*Section du document*

Ahmed Bajoaim – La Femme dans le Développement et la Paix

 

Les années de conflit continu depuis plus de neuf ans ont laissé des impacts profonds sur tous les aspects de la vie sociale et économique au Yémen. Parmi ces effets marquants se trouve le phénomène du célibat, qui a connu une augmentation notable dans la société locale ces dernières années. Cette hausse des taux de célibat reflète de nombreux facteurs qui se sont accumulés à cause du conflit, tels que la dégradation de l’économie, la faiblesse de la sécurité, la désintégration de la structure sociale traditionnelle, le déplacement, l’exode, et le manque de logement et d’abri, entre autres.

Dans un contexte de violence croissante et de son impact sur la vie des individus ainsi que sur leur stabilité psychologique et sociale, les opportunités de mariage sont devenues limitées pour les jeunes, tant pour les hommes que pour les femmes. De plus, l’augmentation des coûts du mariage, le taux de chômage élevé, l’émigration, et l’incertitude concernant l’avenir sont autant d’éléments qui ont contribué à engendrer des changements radicaux dans la perception de la société vis-à-vis du mariage et de son rôle en tant que pilier fondamental de la construction de la famille. Dans ce rapport, nous mettrons en lumière l’impact du conflit au Yémen sur la propagation du phénomène du célibat, selon les avis d’experts.

 

Le conflit et son impact

Khulood Al-Qahoum, travailleuse sociale, estime que les conditions vécues au Yémen depuis le début du conflit sont difficiles et se détériorent dans divers aspects de la vie, y compris le volet social. Plus de deux tiers de la population yéménite – soit 21,6 millions de personnes – ont un besoin urgent d’assistance humanitaire, dont plus de 20 millions nécessitent une aide sanitaire urgente, selon un rapport de L’Organisation mondiale de la Santé (OMS) en 2023. Dans un autre rapport du Programme alimentaire mondial (PAM) en 2024, il a été indiqué que 18,6 millions de personnes au Yémen auront encore besoin d’aide humanitaire. Comment ces jeunes peuvent-ils envisager le mariage alors qu’ils sont confrontés à de nombreux défis, tels que la hausse des prix, l’augmentation des dotations, l’exagération des préparatifs de mariage, et la complexité des coutumes et traditions dans de nombreuses régions du Yémen ?

*Consignes à suivre*
(A) Répondez à ces questions d'après le texte sur le célibat au Yémen :
(i) Depuis combien d'années le conflit dure-t-il au Yémen ?
(ii) Quelle est la profession de Khulood Al-Qahoum ?
(iii) Selon le rapport du PAM de 2024, combien de personnes au Yémen auront encore besoin d'aide humanitaire ?
(B) Reproduisez sans aucune modification le passage du texte sur le célibat au Yémen qui s'ouvre sur les mots contenant "Dans un contexte" et se termine par "les avis d’experts.".

*Lignes de données*
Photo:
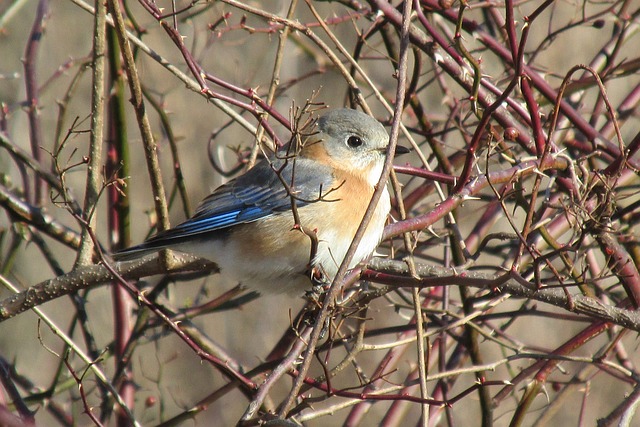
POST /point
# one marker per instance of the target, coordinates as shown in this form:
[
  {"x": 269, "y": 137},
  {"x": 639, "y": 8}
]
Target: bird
[{"x": 294, "y": 214}]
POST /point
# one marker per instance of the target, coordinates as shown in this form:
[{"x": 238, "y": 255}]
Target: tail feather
[{"x": 136, "y": 252}]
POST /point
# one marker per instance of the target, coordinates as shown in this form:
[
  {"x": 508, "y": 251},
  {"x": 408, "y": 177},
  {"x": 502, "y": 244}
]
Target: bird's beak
[{"x": 401, "y": 150}]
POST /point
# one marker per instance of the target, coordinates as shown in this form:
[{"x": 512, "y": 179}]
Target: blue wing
[{"x": 257, "y": 194}]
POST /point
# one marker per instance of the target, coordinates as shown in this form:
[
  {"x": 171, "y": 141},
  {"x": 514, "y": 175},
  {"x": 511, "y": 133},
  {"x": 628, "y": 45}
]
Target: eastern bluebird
[{"x": 249, "y": 227}]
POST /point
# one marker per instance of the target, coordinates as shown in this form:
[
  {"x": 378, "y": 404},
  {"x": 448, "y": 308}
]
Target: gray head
[{"x": 350, "y": 140}]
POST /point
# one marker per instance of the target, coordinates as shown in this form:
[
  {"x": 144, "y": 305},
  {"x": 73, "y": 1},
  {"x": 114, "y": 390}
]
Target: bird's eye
[{"x": 354, "y": 141}]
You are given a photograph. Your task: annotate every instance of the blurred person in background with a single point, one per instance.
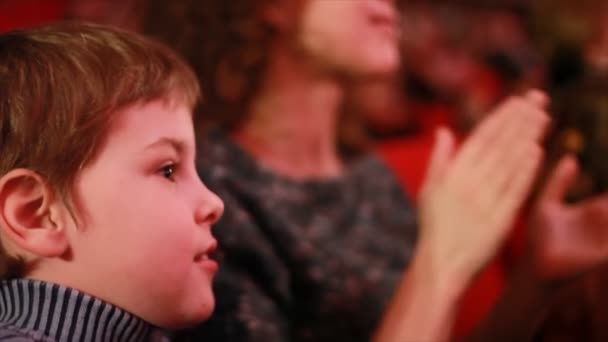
(403, 112)
(314, 244)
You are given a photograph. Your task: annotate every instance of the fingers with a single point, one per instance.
(441, 155)
(538, 98)
(560, 180)
(517, 189)
(519, 120)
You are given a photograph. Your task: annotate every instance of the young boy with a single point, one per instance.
(104, 223)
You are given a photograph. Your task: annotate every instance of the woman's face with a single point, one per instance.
(352, 37)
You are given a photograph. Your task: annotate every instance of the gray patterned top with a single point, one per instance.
(309, 260)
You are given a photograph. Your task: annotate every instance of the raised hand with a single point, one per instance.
(470, 198)
(567, 240)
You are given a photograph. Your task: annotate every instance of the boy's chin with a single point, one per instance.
(192, 317)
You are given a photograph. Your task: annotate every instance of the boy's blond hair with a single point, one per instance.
(60, 87)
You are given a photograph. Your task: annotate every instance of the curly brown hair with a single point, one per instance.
(227, 42)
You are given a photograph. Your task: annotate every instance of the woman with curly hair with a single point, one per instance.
(314, 241)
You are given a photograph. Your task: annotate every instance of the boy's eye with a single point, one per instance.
(168, 171)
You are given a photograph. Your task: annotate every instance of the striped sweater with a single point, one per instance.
(32, 310)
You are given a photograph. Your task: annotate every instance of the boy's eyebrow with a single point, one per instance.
(176, 144)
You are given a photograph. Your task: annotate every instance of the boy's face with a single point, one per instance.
(145, 219)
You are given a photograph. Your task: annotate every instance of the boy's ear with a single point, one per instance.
(30, 214)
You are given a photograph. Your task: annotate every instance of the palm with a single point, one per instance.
(568, 239)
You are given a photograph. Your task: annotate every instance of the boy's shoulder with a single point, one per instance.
(10, 333)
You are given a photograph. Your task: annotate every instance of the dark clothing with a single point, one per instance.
(32, 310)
(313, 260)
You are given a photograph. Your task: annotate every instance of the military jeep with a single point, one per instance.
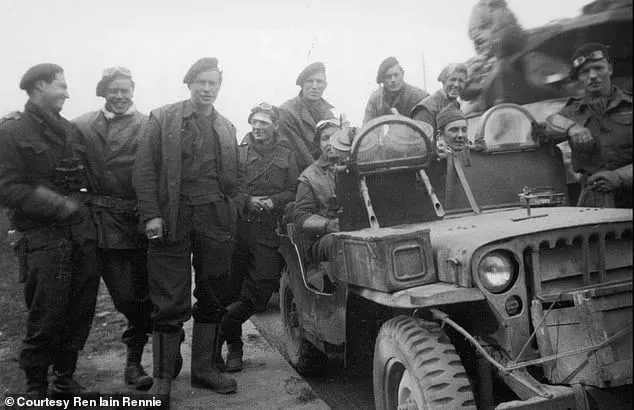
(465, 275)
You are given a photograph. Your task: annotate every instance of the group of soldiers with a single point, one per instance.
(139, 201)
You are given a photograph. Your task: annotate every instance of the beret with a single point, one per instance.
(449, 69)
(313, 68)
(39, 72)
(204, 64)
(340, 140)
(583, 54)
(385, 65)
(449, 114)
(109, 74)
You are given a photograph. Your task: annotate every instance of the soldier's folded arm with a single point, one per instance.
(146, 170)
(16, 192)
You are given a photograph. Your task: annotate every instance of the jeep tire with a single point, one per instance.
(416, 366)
(302, 355)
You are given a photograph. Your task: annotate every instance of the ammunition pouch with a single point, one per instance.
(71, 175)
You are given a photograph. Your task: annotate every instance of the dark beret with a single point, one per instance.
(449, 114)
(385, 65)
(39, 72)
(204, 64)
(310, 70)
(585, 53)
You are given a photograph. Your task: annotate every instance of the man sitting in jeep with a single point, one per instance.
(316, 208)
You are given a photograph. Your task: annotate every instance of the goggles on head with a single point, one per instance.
(265, 108)
(593, 56)
(331, 122)
(113, 71)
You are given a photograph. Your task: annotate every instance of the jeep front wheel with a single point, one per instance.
(417, 367)
(302, 355)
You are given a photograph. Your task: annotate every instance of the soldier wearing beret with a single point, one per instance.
(43, 183)
(189, 187)
(271, 178)
(453, 79)
(112, 136)
(598, 126)
(393, 92)
(299, 115)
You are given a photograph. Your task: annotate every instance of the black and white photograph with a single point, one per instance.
(316, 204)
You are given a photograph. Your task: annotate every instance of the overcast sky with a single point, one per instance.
(261, 45)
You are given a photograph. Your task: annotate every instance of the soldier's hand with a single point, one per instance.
(332, 226)
(581, 138)
(256, 204)
(604, 181)
(154, 228)
(268, 204)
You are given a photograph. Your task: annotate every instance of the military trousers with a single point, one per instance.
(124, 272)
(256, 262)
(60, 291)
(203, 241)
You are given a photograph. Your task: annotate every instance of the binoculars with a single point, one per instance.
(70, 175)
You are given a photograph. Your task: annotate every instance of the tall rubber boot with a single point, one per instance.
(179, 356)
(204, 371)
(237, 313)
(134, 374)
(36, 381)
(165, 352)
(63, 370)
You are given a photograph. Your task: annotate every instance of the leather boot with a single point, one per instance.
(36, 381)
(165, 352)
(134, 374)
(234, 357)
(204, 371)
(63, 370)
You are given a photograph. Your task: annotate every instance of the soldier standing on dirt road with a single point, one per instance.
(189, 186)
(393, 93)
(43, 183)
(299, 115)
(599, 128)
(271, 179)
(112, 135)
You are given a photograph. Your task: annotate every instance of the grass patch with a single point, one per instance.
(105, 333)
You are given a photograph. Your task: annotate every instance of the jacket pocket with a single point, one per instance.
(36, 158)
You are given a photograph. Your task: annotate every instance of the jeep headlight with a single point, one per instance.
(497, 271)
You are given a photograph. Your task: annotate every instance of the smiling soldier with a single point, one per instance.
(299, 115)
(189, 186)
(112, 135)
(453, 78)
(599, 128)
(394, 92)
(271, 177)
(42, 182)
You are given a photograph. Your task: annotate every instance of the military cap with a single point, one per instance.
(265, 108)
(449, 114)
(204, 64)
(449, 69)
(39, 72)
(341, 140)
(108, 75)
(313, 68)
(585, 53)
(385, 65)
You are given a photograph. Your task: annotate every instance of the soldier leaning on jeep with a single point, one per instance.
(599, 127)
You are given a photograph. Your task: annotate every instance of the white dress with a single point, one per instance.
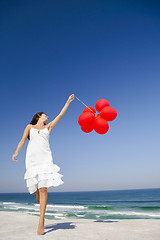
(40, 169)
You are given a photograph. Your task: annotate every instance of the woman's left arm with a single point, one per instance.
(53, 123)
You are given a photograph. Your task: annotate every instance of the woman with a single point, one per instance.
(41, 172)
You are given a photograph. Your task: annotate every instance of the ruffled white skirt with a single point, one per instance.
(45, 175)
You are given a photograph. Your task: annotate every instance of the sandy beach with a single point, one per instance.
(15, 225)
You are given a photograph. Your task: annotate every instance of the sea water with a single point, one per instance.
(99, 205)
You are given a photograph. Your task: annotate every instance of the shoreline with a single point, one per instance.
(18, 225)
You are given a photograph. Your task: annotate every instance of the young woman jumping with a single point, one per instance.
(41, 172)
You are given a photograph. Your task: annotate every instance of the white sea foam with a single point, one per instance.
(8, 203)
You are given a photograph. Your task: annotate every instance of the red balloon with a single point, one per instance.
(108, 113)
(90, 109)
(100, 104)
(98, 116)
(100, 125)
(87, 129)
(86, 119)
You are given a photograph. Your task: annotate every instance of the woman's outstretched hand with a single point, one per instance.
(13, 157)
(71, 98)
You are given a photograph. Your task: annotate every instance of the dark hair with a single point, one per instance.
(35, 120)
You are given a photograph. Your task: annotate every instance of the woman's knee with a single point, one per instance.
(43, 189)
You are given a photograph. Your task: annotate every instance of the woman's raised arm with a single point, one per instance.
(53, 123)
(21, 143)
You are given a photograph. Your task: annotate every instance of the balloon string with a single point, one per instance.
(85, 104)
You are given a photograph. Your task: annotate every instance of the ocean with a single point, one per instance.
(99, 205)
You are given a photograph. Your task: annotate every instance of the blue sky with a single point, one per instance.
(94, 49)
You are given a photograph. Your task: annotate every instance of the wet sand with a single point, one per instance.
(16, 225)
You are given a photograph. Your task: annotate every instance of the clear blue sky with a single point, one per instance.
(94, 49)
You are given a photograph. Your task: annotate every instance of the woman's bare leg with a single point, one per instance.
(43, 203)
(37, 195)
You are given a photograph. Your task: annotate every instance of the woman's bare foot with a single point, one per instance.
(37, 196)
(40, 229)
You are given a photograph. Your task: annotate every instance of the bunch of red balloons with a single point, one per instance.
(88, 121)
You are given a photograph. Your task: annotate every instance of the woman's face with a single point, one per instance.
(44, 117)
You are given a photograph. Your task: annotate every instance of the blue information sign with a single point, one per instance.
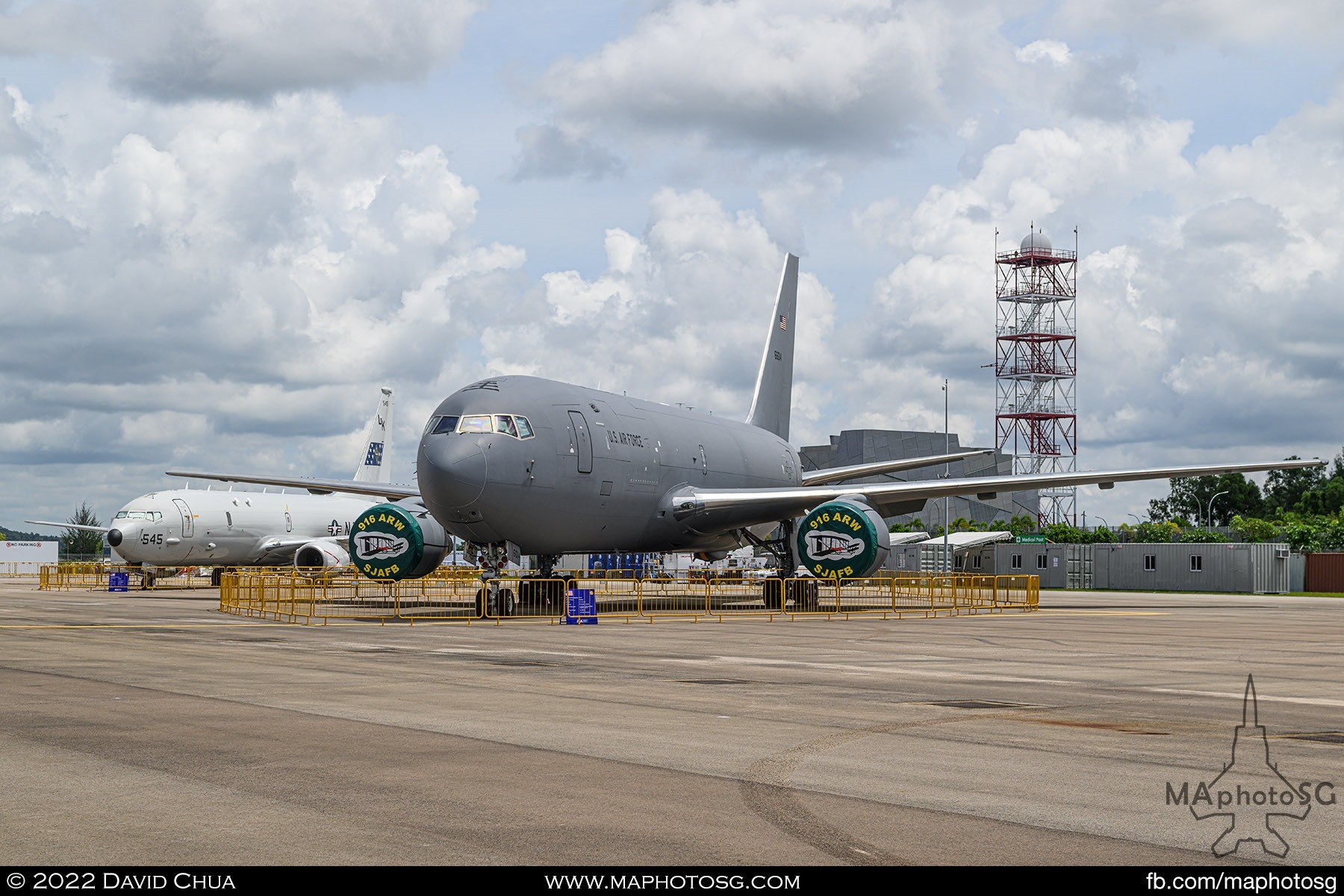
(581, 608)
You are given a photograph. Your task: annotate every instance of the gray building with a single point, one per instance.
(870, 447)
(1223, 567)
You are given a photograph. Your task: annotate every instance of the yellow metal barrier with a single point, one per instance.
(94, 576)
(452, 595)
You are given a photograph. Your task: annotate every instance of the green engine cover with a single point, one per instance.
(843, 541)
(386, 543)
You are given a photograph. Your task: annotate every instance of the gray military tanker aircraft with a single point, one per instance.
(527, 465)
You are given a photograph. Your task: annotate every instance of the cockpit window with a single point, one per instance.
(476, 423)
(503, 423)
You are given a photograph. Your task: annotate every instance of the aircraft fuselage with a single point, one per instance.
(188, 527)
(585, 470)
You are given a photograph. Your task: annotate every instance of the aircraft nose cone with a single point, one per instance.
(450, 470)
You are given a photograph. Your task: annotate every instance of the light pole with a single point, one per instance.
(1211, 507)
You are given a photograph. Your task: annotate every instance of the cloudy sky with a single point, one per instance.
(225, 223)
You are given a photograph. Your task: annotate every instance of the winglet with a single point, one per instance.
(774, 383)
(373, 467)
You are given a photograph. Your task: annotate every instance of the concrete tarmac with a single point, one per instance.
(149, 729)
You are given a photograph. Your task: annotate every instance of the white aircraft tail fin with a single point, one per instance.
(774, 383)
(373, 462)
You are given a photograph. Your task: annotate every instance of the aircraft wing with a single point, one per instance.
(722, 509)
(385, 491)
(859, 470)
(72, 526)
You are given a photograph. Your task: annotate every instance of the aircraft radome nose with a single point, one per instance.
(452, 470)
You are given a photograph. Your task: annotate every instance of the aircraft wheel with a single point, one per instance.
(806, 594)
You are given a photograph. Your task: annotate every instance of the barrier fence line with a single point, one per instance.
(452, 597)
(67, 576)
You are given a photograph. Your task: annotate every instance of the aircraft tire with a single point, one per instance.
(772, 591)
(806, 594)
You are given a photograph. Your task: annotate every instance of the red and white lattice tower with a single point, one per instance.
(1035, 366)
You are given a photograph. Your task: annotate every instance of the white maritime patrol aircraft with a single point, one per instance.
(524, 465)
(206, 527)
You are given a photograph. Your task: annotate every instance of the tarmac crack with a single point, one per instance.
(768, 790)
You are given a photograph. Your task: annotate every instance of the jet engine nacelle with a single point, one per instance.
(843, 539)
(322, 559)
(399, 541)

*Réponses attendues*
(A)
(i) Depuis plus de neuf ans.
(ii) Travailleuse sociale.
(iii) 18,6 millions de personnes.

(B)
Dans un contexte de violence croissante et de son impact sur la vie des individus ainsi que sur leur stabilité psychologique et sociale, les opportunités de mariage sont devenues limitées pour les jeunes, tant pour les hommes que pour les femmes. De plus, l’augmentation des coûts du mariage, le taux de chômage élevé, l’émigration, et l’incertitude concernant l’avenir sont autant d’éléments qui ont contribué à engendrer des changements radicaux dans la perception de la société vis-à-vis du mariage et de son rôle en tant que pilier fondamental de la construction de la famille. Dans ce rapport, nous mettrons en lumière l’impact du conflit au Yémen sur la propagation du phénomène du célibat, selon les avis d’experts.